» **Description of the task**:
Print out the data below with every line intact.

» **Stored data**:
------------------------------------------------------------

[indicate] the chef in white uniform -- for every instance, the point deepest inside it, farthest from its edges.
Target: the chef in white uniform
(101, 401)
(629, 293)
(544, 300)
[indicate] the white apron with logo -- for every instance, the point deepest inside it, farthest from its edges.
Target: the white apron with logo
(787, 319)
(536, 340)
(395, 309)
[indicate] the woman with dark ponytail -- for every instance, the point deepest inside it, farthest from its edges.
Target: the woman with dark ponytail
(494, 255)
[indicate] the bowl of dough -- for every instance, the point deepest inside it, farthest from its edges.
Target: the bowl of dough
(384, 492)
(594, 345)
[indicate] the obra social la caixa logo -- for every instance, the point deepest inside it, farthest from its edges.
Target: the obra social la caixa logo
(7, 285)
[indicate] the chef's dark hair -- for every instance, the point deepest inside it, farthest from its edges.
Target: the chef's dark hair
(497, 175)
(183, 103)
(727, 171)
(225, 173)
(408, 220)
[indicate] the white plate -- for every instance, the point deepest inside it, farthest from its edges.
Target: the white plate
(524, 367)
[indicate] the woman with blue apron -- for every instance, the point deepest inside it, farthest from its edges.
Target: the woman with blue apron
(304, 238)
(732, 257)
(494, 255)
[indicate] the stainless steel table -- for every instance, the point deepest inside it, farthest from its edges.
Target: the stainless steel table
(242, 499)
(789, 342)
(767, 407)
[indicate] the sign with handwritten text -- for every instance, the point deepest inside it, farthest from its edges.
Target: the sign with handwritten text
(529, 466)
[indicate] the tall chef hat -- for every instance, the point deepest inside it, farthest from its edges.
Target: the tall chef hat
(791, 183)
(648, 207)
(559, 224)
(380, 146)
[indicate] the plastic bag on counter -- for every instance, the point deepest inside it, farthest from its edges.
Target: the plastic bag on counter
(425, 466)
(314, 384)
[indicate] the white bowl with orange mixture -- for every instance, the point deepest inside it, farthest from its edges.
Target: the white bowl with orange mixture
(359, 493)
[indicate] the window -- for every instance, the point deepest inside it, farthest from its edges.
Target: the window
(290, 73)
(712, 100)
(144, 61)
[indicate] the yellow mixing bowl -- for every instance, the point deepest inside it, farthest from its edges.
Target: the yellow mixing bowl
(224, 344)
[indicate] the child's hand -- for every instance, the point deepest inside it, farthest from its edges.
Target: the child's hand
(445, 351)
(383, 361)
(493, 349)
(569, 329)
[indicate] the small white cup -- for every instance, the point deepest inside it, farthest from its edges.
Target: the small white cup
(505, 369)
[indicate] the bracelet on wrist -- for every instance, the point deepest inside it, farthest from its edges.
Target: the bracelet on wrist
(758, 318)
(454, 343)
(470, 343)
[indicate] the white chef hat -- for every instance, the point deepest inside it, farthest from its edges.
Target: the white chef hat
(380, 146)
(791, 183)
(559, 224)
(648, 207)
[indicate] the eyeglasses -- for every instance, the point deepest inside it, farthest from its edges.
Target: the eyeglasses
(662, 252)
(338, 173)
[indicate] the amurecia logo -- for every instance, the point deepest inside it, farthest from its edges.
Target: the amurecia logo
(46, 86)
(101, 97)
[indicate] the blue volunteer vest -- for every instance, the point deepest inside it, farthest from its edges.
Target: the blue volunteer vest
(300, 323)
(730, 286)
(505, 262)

------------------------------------------------------------

» **Response to this task**:
[indicate] the chef in white uniform -- for every instance, the point deepest inside it, farthest from its edges.
Target: the chef in white uniform
(101, 401)
(629, 293)
(544, 300)
[indicate] the white apron with logo -- for every instance, the point deepest inside it, farthest from its edges.
Target: the white apron with logo
(787, 319)
(536, 340)
(395, 309)
[indicate] the woman with dark ponytail -- for every instance, the point deepest inside it, farthest from its edges.
Target: the woman with dark ponytail
(494, 255)
[indicate] the bowl of dough -- for every instance, the point deepest inside it, farthest from its edges.
Target: the bowl of dough
(384, 492)
(594, 345)
[indicate] the obra social la caixa logo -- for every instance, the point deepest inside it, farthest from its edges.
Target: the obra social la caixa logo
(7, 285)
[indicate] the chef's dark hair -- for every instance, the point deepest inside it, farthest from its edges.
Target: the chef's dark hair
(497, 175)
(183, 103)
(727, 171)
(225, 173)
(408, 220)
[indicate] the white plate -- for every instance, the point deepest inside it, farthest from its edges.
Target: the white plate
(524, 367)
[indicate] the woman with blue apron -- for every instance, the point deepest inside it, farthest from its edges.
Target: the woman with blue apron
(304, 238)
(732, 257)
(494, 255)
[indicate] the stainless steel table -- for every instance, the point deepest inside it, farthest from its edges.
Target: the stainless steel table
(242, 499)
(789, 342)
(767, 407)
[indicate] the sign with handwritten text -- for every instance, the point deepest inside it, farthest from its edges.
Target: the sign with handwritten text
(529, 466)
[indicate] the tall chef hat -- for every instance, the point deepest inside it, farthest from its edges.
Target: the tall chef hat
(791, 183)
(648, 207)
(559, 224)
(380, 146)
[indicate] the plastic bag on counter -- for every instance, the point deepest inside it, farthest from its edges.
Target: the plastic bag on counter
(425, 466)
(314, 384)
[indicate] the white bowl with orange mixture -- for every instance, the point deepest inside it, farthest from its edges.
Target: the white bowl with orange mixture
(359, 493)
[indicate] the window -- for every instance, the point deepest inside it, farthest from its edges.
Target: the window
(290, 73)
(712, 100)
(144, 61)
[indicate] the yellow mixing bowl -- for every instance, the point deepest inside it, farthest from its edges.
Target: the yellow mixing bowl
(224, 344)
[indicate] the child's hand -- for every instance, the point deepest inside it, farthest from its edges.
Target: the child's hand
(445, 351)
(383, 361)
(493, 349)
(569, 329)
[indicate] the small white cup -- for every instance, the point deepest inside it, farthest from its edges.
Target: the small white cup
(505, 369)
[indicate] the bracelet on wrist -- for every instance, the point deepest inside it, farthest from its edges.
Target: the bracelet on wrist
(758, 318)
(454, 343)
(470, 343)
[indicate] the white chef hat -- for every instance, the point deepest inside it, farthest from its edges.
Target: the white chef hat
(380, 146)
(791, 183)
(559, 224)
(648, 207)
[indicate] the eyeglasses -- for every instance, the point deepest inside it, farthest from its edges.
Target: the eyeglasses
(662, 252)
(338, 173)
[indicate] the amurecia logo -- for every instance, the point deepest inside it, farthest from its edges.
Target: the amurecia logo
(46, 86)
(101, 97)
[indicate] the blue volunteer vest -- for every instance, the point deepest inside it, farthest from its edges.
Target: the blue volunteer vest
(300, 323)
(730, 286)
(505, 262)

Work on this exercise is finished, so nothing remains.